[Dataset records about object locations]
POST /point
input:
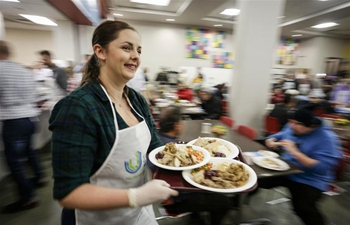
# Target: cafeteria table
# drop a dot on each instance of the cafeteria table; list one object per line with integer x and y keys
{"x": 192, "y": 130}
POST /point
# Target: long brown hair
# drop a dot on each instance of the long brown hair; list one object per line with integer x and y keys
{"x": 104, "y": 34}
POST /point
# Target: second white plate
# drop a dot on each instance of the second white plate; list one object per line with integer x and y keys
{"x": 233, "y": 148}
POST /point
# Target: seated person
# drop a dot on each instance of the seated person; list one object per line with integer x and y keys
{"x": 277, "y": 95}
{"x": 184, "y": 92}
{"x": 280, "y": 111}
{"x": 311, "y": 146}
{"x": 187, "y": 201}
{"x": 170, "y": 124}
{"x": 211, "y": 104}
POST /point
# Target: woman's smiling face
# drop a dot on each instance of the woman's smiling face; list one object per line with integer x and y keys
{"x": 122, "y": 57}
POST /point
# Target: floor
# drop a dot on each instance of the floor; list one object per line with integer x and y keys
{"x": 335, "y": 208}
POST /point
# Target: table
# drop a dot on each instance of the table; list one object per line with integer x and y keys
{"x": 191, "y": 130}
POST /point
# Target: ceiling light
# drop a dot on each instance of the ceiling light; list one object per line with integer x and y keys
{"x": 153, "y": 2}
{"x": 230, "y": 12}
{"x": 39, "y": 20}
{"x": 325, "y": 25}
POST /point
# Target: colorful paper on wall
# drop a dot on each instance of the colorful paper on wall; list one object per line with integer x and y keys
{"x": 218, "y": 39}
{"x": 287, "y": 52}
{"x": 197, "y": 41}
{"x": 223, "y": 60}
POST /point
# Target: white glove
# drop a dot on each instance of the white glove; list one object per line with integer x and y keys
{"x": 151, "y": 192}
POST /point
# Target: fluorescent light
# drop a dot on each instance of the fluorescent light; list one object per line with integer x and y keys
{"x": 153, "y": 2}
{"x": 39, "y": 20}
{"x": 231, "y": 12}
{"x": 325, "y": 25}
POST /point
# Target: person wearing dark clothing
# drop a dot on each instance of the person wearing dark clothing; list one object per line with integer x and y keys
{"x": 170, "y": 124}
{"x": 281, "y": 110}
{"x": 58, "y": 73}
{"x": 210, "y": 104}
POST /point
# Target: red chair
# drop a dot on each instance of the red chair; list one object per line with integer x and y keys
{"x": 225, "y": 109}
{"x": 227, "y": 121}
{"x": 271, "y": 125}
{"x": 247, "y": 131}
{"x": 332, "y": 116}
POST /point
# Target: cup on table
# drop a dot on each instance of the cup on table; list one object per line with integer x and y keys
{"x": 206, "y": 128}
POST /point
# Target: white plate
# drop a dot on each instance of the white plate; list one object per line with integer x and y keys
{"x": 282, "y": 166}
{"x": 186, "y": 174}
{"x": 206, "y": 158}
{"x": 268, "y": 153}
{"x": 233, "y": 148}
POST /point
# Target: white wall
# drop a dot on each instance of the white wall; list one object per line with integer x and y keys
{"x": 25, "y": 44}
{"x": 314, "y": 51}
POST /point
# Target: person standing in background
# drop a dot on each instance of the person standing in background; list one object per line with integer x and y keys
{"x": 59, "y": 74}
{"x": 18, "y": 112}
{"x": 58, "y": 83}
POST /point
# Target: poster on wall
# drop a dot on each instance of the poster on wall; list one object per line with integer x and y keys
{"x": 287, "y": 52}
{"x": 223, "y": 60}
{"x": 218, "y": 39}
{"x": 197, "y": 42}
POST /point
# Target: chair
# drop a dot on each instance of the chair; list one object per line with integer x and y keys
{"x": 271, "y": 125}
{"x": 332, "y": 116}
{"x": 224, "y": 105}
{"x": 247, "y": 131}
{"x": 227, "y": 121}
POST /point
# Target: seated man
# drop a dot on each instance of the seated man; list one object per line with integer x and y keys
{"x": 308, "y": 144}
{"x": 170, "y": 124}
{"x": 211, "y": 104}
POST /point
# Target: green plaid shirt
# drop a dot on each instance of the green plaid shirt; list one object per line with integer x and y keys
{"x": 83, "y": 133}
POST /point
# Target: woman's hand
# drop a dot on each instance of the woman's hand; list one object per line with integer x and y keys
{"x": 151, "y": 192}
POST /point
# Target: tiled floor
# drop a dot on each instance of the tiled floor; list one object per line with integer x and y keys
{"x": 335, "y": 208}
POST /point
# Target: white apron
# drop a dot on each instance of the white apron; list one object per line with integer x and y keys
{"x": 123, "y": 168}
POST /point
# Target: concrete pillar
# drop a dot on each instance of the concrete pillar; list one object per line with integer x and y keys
{"x": 256, "y": 34}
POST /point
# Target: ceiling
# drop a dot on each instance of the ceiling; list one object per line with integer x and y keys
{"x": 299, "y": 15}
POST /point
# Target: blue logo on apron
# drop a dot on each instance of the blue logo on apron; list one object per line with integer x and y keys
{"x": 130, "y": 167}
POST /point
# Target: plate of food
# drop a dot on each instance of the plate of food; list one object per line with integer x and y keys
{"x": 179, "y": 157}
{"x": 216, "y": 146}
{"x": 268, "y": 153}
{"x": 271, "y": 163}
{"x": 222, "y": 175}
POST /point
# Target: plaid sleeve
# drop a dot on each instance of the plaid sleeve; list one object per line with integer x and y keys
{"x": 74, "y": 143}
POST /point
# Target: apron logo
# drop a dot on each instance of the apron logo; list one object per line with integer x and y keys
{"x": 130, "y": 167}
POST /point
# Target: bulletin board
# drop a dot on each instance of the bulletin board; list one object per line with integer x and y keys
{"x": 223, "y": 60}
{"x": 288, "y": 52}
{"x": 197, "y": 43}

§ **Written instruction**
Exclude the images, then output the data above word for word.

§ **Finished task**
POST /point
input:
# Target: cafeteria table
# drop a dot on each instance of the cafeteria table; list one object per line with integer x and y keys
{"x": 192, "y": 130}
POST /point
# Target: long brown hair
# drop a dot on each instance of the long brown hair; list one object per line with integer x and y keys
{"x": 104, "y": 34}
POST /point
# Target: second white plate
# drop a dot on each instance of the second white plate; list one object per line with integer x and y keys
{"x": 233, "y": 148}
POST /point
# Target: seated person
# drop a dot on each instance of the seated person; list one object per line with integer x and y keys
{"x": 277, "y": 95}
{"x": 184, "y": 92}
{"x": 280, "y": 111}
{"x": 311, "y": 146}
{"x": 187, "y": 201}
{"x": 170, "y": 124}
{"x": 211, "y": 104}
POST /point
# Target: woman's smiling face
# drop a dot on each instance of the woman's smiling face; list one object per line with integer x and y keys
{"x": 122, "y": 57}
POST /point
# Target: floor
# drop a dot on each instance of the floor; list one object per line with integer x and y keys
{"x": 335, "y": 208}
POST /point
# Target: table
# drop a dot on each instance of the table; list one object per line with integer x and y keys
{"x": 191, "y": 130}
POST /point
# Target: ceiling light
# drop a dot on each instance of the ceiling light; list one object per line with integer x and y keys
{"x": 153, "y": 2}
{"x": 230, "y": 12}
{"x": 39, "y": 20}
{"x": 325, "y": 25}
POST /point
# Target: colorful paper on wall
# drop a dot on each instance of the colorful paper on wall; list one object per line with integer x and y keys
{"x": 218, "y": 39}
{"x": 287, "y": 52}
{"x": 197, "y": 41}
{"x": 223, "y": 60}
POST /point
# Target: white glove
# drop a dot on each instance of the white glove; list one object per line with integer x and y keys
{"x": 151, "y": 192}
POST /point
# Target: fluorescent light
# drop a dot on each instance of the fluorescent light; list one object per line with integer x and y keys
{"x": 153, "y": 2}
{"x": 39, "y": 20}
{"x": 231, "y": 12}
{"x": 325, "y": 25}
POST /point
# Target: person wearing dark clothing
# drop a dot on each instance of the person wearing dark clothing; list one object per line with integer x and y keys
{"x": 170, "y": 124}
{"x": 281, "y": 110}
{"x": 58, "y": 73}
{"x": 210, "y": 104}
POST /point
# Target: red chair
# drop a dot on each instance of the red chair; list one object per line with integer x and y keys
{"x": 225, "y": 109}
{"x": 227, "y": 121}
{"x": 271, "y": 125}
{"x": 247, "y": 131}
{"x": 332, "y": 116}
POST /point
# Target: cup on table
# drop a dot on each instance of the cup on table; list one object per line with integer x and y keys
{"x": 206, "y": 128}
POST /point
# Target: white plate
# drop a dot on each instance of the white plate; list one object per line with integer x and y keys
{"x": 282, "y": 166}
{"x": 186, "y": 174}
{"x": 206, "y": 158}
{"x": 268, "y": 153}
{"x": 233, "y": 148}
POST /point
# Target: white wall
# drop a dot on each instance of the white wall; list one object per line with integer x and y keys
{"x": 25, "y": 44}
{"x": 314, "y": 51}
POST /point
# Target: person standing in background
# drop a dot on each instance of the person standing in background; list one object per line with integer x and y keys
{"x": 59, "y": 74}
{"x": 18, "y": 112}
{"x": 58, "y": 83}
POST /point
# Target: poster on wall
# drop a dot on each instance of the poster on wall; list one object per line with integer x and y keys
{"x": 287, "y": 52}
{"x": 223, "y": 60}
{"x": 218, "y": 39}
{"x": 197, "y": 42}
POST /point
# Target: chair
# drop a dot on each instance of the chair; list one object per line with integer x and y keys
{"x": 271, "y": 125}
{"x": 332, "y": 116}
{"x": 224, "y": 105}
{"x": 247, "y": 131}
{"x": 227, "y": 121}
POST /point
# Target: seated man
# drop a dot on each instance of the seated man; list one object per line with integer x and y keys
{"x": 308, "y": 144}
{"x": 170, "y": 124}
{"x": 211, "y": 104}
POST /point
# Target: green plaid shirt
# drop a dot on each instance of the green plaid shirt; list one object per line with integer x and y keys
{"x": 83, "y": 133}
POST /point
# Target: woman's hand
# drop a dot on each instance of the woman's hand; list one object per line with integer x and y keys
{"x": 151, "y": 192}
POST /point
# Target: tiled floor
# drop a dot on each instance of the tiled floor; list one object per line with integer x and y keys
{"x": 335, "y": 208}
POST /point
# Target: white apron
# drop a dot on each instance of the white apron; list one object per line with integer x and y keys
{"x": 123, "y": 168}
POST /point
# Target: concrete pillar
# drop a dot on each instance of the concrete pillar; list one object per line with integer x and y keys
{"x": 256, "y": 34}
POST /point
# Target: ceiling
# drop a dot on each instance of the ceiling; list one object per line with integer x and y keys
{"x": 299, "y": 15}
POST /point
# Target: blue logo on apron
# drop a dot on each instance of the blue logo on apron; list one object per line with integer x and y keys
{"x": 130, "y": 167}
POST /point
# Target: plate of food
# drop a dot on each instance of the plate of food; list one object per line with integer x and y keys
{"x": 179, "y": 157}
{"x": 216, "y": 146}
{"x": 268, "y": 153}
{"x": 271, "y": 163}
{"x": 222, "y": 175}
POST /point
# Target: plaid sleeve
# drop a dot on each instance of the plaid sleeve; list one object per line with integer x and y keys
{"x": 74, "y": 143}
POST /point
# Target: apron logo
# drop a dot on each instance of the apron logo; list one object per line with integer x and y keys
{"x": 130, "y": 167}
POST /point
# Target: bulletin board
# drop a dot on each instance of the bulletin board; list one object per line with integer x and y keys
{"x": 223, "y": 60}
{"x": 288, "y": 52}
{"x": 197, "y": 43}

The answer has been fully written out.